Natural-language object grounding data:
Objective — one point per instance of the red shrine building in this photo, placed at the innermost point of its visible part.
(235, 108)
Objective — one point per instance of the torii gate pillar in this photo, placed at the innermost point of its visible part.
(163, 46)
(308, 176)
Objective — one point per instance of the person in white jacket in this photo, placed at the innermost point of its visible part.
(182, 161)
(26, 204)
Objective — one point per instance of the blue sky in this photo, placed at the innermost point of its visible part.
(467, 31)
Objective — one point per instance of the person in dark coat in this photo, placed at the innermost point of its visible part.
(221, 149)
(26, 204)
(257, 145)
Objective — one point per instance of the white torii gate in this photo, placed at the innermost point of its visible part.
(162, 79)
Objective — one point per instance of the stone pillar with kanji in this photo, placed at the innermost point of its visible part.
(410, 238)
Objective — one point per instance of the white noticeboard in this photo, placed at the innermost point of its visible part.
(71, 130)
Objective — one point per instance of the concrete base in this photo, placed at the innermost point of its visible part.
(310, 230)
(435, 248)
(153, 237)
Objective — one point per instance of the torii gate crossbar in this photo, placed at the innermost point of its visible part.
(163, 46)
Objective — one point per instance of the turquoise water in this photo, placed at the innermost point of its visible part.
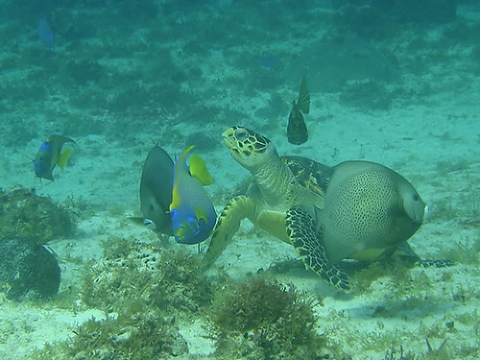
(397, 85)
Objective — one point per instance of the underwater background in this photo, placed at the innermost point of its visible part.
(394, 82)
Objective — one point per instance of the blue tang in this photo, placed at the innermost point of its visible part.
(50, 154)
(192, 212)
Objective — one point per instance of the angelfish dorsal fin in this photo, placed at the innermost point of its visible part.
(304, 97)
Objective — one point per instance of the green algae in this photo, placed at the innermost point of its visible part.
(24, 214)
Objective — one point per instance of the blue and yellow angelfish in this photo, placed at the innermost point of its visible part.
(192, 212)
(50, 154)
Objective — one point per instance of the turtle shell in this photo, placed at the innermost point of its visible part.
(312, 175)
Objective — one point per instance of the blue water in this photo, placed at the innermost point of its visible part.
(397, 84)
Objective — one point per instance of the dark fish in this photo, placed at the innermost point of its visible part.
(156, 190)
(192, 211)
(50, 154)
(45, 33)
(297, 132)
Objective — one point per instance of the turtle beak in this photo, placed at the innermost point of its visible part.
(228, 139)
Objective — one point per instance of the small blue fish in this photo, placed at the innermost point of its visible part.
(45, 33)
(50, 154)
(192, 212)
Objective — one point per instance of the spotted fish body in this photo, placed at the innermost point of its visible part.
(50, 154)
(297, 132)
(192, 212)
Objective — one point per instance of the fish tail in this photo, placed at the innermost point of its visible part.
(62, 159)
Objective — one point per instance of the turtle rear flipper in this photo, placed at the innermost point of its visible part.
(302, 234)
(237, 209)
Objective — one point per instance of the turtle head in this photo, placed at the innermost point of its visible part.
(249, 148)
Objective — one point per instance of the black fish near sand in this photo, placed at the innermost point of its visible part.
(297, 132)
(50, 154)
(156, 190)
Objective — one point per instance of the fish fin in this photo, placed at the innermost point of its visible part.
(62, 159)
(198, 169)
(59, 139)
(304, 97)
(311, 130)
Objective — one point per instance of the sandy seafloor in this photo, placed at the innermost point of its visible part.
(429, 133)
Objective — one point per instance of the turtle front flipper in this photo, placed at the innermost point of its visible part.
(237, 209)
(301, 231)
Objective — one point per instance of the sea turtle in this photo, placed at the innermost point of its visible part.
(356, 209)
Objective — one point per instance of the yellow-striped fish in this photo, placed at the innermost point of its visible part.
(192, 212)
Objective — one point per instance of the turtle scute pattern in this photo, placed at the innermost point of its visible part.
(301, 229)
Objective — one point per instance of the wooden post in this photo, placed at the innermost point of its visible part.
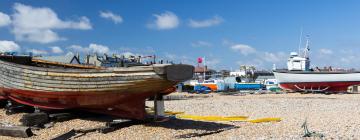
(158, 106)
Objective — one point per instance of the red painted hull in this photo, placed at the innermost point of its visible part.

THE TASK: Leaving out the pictures, print every record exactly as written.

SOLUTION TO THE PROBLEM:
Objective — one point per instance of the red shrine building in this photo, placed at the innermost point of its visible part.
(235, 108)
Objective — one point per instance of the torii gate pillar in this photo, placed at the innermost point of its visible part.
(163, 46)
(308, 176)
Objective — one point per instance of the person in white jacket in this photo, placed at the innermost point of its visible part.
(182, 161)
(26, 204)
Objective — one point per instance of the blue sky in this photo, placed at the innermost point of its visible part.
(467, 31)
Objective — one point per instance of the person in dark coat in this photo, placed at the innermost point of its visible part.
(221, 149)
(26, 204)
(257, 145)
Objective — one point per instance of the white torii gate in this photo, placed at the innermost point of its visible part.
(162, 79)
Objective — one point per instance of the stone pillar with kanji in this photo, placed at the innermost point of its visible part.
(410, 238)
Objective — one point per instance of the white noticeboard in this photo, placed at the innermost point of its visible part.
(71, 130)
Objective — one point per instance of the concrete base in this photo, placed at the innermost point of its visible part.
(310, 230)
(435, 248)
(153, 237)
Objective — one point per instance of the torii gate crossbar in this photo, placed at the innermost point of its visible part.
(163, 46)
Objective — one point per instance of the turquoise water in this photo, placed at the innermost point of its visible part.
(397, 85)
Objective — one point per instance of the underwater background in this photo, placed at the innermost point of its visible part.
(394, 82)
Objective — one point per instance of the blue tang in this photo, placed at the innermost point of its visible part.
(50, 154)
(192, 212)
Objective — one point per instance of the angelfish dorsal fin in this photo, placed at the innermost point of its visible part.
(304, 97)
Objective — one point per instance of the green algae in this photo, placed at the innermost point of its visible part.
(24, 214)
Objective — one point per instance of the blue and yellow angelfish in this photo, placed at the innermost point of its visible part.
(192, 212)
(50, 154)
Objective — one point per instance of the turtle shell in this photo, placed at the innermost point of its visible part.
(312, 175)
Objective — one point per instance of the blue water in this photo, placed at the innermost point of its visible part.
(397, 84)
Objective — one point per instance of the dark fish in this photo, placed at the innermost point of its visible part.
(156, 190)
(192, 211)
(50, 154)
(45, 33)
(297, 132)
Objective — one point per instance of the turtle beak in this photo, placed at the innermost point of its visible part.
(228, 139)
Objective — one point per instance of the small blue fish in this photo, placed at the innermost point of its visible part.
(45, 33)
(50, 154)
(192, 212)
Objective — one point per instance of the spotted fish body in this photo, placed at the innermost point of its visible part.
(50, 154)
(297, 132)
(192, 212)
Objective — one point per instance of the fish tail in this photo, placed at the innermost point of its visible part.
(62, 159)
Objective — one point per instance of the turtle rear flipper in this photo, placed at the innermost point of its visible part.
(302, 234)
(237, 209)
Objective — one point per instance of the turtle head in this photo, placed at the innermost point of its visible part.
(249, 148)
Objective — one point per instance of the black fish near sand in this photo, placed at the innermost point of its visible part.
(297, 132)
(50, 154)
(156, 190)
Objective — one point per instance of the fish fin in this photo, placed at the innermost point of its visible part.
(62, 159)
(198, 169)
(59, 139)
(304, 97)
(311, 130)
Objective — one point per instance of the sandy seafloor in this photo, placed at the innermost point of its visible part.
(429, 133)
Objective — one point per instance of the turtle front flipper in this photo, placed at the innermost point of its visible part.
(237, 209)
(301, 231)
Objective — one point per instance of the sea turtle in this photo, placed at the innermost point of its visible part.
(356, 209)
Objective — one point per instance of the yellow-striped fish in this photo, placed at the innermost point of its visible part.
(192, 212)
Objective — one point per instance of the turtle scute pattern in this photo, placed at the innermost point of its visible part.
(301, 229)
Objective — one point per instance of the wooden post in this photo, placed at the innermost point of its visible part.
(158, 106)
Objective — one point per instance of the red painted hull in this photo, placed at the innermost point of its visible part.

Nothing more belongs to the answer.